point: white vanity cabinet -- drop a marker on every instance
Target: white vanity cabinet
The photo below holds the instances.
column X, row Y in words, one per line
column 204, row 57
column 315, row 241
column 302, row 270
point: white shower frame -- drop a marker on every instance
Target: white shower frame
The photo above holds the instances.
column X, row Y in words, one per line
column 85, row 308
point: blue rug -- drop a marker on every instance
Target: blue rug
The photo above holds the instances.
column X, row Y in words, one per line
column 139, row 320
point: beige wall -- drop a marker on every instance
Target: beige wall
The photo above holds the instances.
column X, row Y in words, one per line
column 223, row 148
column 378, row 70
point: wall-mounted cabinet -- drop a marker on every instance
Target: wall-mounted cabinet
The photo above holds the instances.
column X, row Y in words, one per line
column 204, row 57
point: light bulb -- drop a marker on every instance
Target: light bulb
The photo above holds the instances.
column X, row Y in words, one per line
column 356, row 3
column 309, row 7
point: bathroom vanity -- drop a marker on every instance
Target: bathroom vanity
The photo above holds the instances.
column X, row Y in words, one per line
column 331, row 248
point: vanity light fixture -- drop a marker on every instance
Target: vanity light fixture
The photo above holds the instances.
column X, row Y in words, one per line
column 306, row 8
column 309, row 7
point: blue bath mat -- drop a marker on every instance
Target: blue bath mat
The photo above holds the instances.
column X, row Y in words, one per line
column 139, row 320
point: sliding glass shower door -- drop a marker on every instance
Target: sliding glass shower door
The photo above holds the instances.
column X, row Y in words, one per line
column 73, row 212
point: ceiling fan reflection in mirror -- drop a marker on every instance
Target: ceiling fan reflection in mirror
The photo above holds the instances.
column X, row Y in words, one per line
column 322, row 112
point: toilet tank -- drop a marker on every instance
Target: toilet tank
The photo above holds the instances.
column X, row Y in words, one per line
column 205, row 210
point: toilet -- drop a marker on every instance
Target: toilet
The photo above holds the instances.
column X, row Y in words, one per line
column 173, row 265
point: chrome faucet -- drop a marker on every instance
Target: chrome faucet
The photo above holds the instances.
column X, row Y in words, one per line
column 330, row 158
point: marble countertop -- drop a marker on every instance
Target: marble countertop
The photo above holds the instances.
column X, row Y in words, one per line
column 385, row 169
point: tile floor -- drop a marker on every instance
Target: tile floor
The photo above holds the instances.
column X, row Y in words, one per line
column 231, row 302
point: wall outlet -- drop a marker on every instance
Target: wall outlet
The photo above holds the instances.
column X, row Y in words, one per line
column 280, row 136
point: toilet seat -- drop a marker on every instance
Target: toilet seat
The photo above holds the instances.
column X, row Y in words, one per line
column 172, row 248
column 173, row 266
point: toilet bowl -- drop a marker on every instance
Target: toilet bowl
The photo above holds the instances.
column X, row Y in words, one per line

TASK TO COMPLETE
Express the lines between the line holding "point: toilet seat" and the end of the rows, inclusive, as a Markdown table with the columns Index and Line. Number each line and leave out blank lines.

WRITTEN RESPONSE
| Index | Line |
|---|---|
| 1 | point: toilet seat -- drop a marker on every instance |
| 2 | Target: toilet seat |
| 3 | The photo above holds the instances. |
| 4 | column X, row Y in words, one per line |
| 5 | column 172, row 248 |
| 6 | column 173, row 266 |
| 7 | point: toilet bowl -- drop a marker on every instance |
| 8 | Target: toilet bowl |
| 9 | The photo above holds the instances. |
| 10 | column X, row Y in words, one per line |